## Request
Extract, exactly as written, all lines of the material below from the line that includes "One keypoint belongs to every instance. Tag the dark" through its last line.

## Data for processing
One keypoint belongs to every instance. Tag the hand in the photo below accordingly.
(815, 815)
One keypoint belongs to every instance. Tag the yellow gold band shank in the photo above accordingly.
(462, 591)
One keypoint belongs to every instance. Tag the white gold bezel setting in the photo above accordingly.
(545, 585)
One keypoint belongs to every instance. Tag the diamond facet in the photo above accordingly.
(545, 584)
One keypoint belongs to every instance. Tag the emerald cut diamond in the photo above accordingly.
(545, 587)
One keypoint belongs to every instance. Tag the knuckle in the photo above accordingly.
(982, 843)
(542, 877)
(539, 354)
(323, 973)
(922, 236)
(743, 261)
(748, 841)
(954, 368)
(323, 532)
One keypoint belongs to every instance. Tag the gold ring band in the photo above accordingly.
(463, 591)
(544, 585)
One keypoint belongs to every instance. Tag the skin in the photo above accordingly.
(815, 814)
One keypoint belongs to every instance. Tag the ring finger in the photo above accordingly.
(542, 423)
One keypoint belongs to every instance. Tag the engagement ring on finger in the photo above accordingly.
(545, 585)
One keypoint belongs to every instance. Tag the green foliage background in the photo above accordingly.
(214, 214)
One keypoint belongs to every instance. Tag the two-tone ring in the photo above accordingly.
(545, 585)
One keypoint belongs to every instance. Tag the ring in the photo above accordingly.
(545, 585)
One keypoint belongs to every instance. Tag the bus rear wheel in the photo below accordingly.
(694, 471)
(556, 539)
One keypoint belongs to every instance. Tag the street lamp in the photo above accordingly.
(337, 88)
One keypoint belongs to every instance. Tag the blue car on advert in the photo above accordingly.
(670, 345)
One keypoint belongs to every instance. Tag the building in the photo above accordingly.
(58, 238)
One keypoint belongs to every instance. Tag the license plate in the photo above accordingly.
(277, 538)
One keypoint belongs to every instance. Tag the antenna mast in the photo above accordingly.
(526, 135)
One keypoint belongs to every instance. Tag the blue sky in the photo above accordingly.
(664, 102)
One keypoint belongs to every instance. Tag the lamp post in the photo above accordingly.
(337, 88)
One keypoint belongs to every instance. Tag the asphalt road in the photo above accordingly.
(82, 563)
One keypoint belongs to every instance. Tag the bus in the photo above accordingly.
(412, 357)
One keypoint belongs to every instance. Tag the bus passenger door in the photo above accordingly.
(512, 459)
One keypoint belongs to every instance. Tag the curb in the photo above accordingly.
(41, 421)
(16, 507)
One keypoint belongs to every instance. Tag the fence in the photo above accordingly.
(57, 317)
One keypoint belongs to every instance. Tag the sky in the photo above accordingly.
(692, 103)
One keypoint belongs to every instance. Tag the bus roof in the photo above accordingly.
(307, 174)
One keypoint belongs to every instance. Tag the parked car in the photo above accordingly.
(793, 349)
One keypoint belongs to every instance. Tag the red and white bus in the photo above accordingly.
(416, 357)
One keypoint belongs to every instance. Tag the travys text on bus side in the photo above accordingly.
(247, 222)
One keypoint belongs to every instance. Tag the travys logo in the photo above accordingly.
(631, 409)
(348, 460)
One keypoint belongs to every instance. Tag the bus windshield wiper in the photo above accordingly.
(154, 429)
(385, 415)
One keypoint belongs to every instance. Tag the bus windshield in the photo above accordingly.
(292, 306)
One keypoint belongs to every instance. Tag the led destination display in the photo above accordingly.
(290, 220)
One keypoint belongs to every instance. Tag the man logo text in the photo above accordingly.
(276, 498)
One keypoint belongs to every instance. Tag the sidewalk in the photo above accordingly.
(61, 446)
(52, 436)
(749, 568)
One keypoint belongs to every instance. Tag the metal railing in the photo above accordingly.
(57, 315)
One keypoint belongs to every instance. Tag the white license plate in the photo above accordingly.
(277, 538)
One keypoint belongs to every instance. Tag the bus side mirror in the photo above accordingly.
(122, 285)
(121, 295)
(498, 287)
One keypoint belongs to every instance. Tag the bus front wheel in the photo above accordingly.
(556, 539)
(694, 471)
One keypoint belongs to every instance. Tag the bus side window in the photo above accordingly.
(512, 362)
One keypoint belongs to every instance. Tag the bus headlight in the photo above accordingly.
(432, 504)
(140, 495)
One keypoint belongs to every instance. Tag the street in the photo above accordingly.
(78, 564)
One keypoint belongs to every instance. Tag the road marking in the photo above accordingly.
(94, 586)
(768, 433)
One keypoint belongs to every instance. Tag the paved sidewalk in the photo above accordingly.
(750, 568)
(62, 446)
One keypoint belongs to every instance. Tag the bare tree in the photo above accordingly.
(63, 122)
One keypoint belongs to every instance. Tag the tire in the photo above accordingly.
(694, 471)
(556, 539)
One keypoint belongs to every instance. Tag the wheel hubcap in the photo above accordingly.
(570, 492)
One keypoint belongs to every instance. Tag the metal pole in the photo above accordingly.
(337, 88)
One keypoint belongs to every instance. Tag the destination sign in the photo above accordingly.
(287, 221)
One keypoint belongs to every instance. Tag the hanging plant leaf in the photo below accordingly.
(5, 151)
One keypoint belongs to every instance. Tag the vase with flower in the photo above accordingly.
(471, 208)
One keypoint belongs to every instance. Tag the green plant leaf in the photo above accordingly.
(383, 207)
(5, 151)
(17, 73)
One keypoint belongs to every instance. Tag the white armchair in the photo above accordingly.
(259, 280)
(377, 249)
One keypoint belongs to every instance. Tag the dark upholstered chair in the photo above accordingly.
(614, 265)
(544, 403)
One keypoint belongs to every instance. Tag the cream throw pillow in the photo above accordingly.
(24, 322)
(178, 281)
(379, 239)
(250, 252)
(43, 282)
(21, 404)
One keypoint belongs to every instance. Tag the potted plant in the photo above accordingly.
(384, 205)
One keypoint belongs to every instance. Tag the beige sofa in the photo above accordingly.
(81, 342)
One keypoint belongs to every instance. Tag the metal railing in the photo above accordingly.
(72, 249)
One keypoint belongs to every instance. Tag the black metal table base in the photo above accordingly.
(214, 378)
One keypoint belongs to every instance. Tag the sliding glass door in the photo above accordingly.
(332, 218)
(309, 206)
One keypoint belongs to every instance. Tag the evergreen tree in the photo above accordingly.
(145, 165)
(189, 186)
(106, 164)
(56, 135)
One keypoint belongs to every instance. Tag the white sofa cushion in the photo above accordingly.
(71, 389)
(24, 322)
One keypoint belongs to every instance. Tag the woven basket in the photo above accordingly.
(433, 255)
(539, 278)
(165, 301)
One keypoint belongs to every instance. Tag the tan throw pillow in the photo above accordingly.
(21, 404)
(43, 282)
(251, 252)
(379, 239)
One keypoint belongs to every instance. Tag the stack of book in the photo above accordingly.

## Written reply
One keypoint belongs to every instance. Tag the dark upholstered chair in the photo above accordingly.
(614, 265)
(544, 403)
One keypoint belongs to every instance. Tag the cream throw pillow in the photo above accordingly.
(24, 322)
(178, 281)
(379, 239)
(250, 252)
(43, 282)
(21, 404)
One keypoint belongs to every instance. Tag the potted plant in the photo above accordingly.
(384, 205)
One keypoint belongs to every instance. Tag the beige sofa in the photo above accordingly.
(81, 342)
One keypoint belongs to every instance. Tag the metal railing in the photo above accordingly.
(72, 249)
One keypoint belongs to every instance. Tag the black metal table base in the photo above accordingly.
(214, 378)
One keypoint belongs to every instance. Tag the sliding glass door in the photo above accordingly.
(332, 218)
(309, 206)
One keypoint belongs to every instance. Tag the evergreen tree in the photo above accordingly.
(145, 165)
(189, 186)
(106, 164)
(56, 135)
One keypoint belongs to every instance. Tag the white sofa cushion in the photo above accordingly.
(71, 389)
(24, 322)
One keypoint belongs to every instance. Tag the woven basket in the photo above accordingly.
(433, 255)
(539, 278)
(165, 301)
One keypoint belongs to every instance. Tag the tan throw pillow in the photo above accordingly.
(21, 404)
(43, 282)
(251, 252)
(379, 239)
One keypoint belongs to every instance. Tag the stack of book in the photo above accordingly.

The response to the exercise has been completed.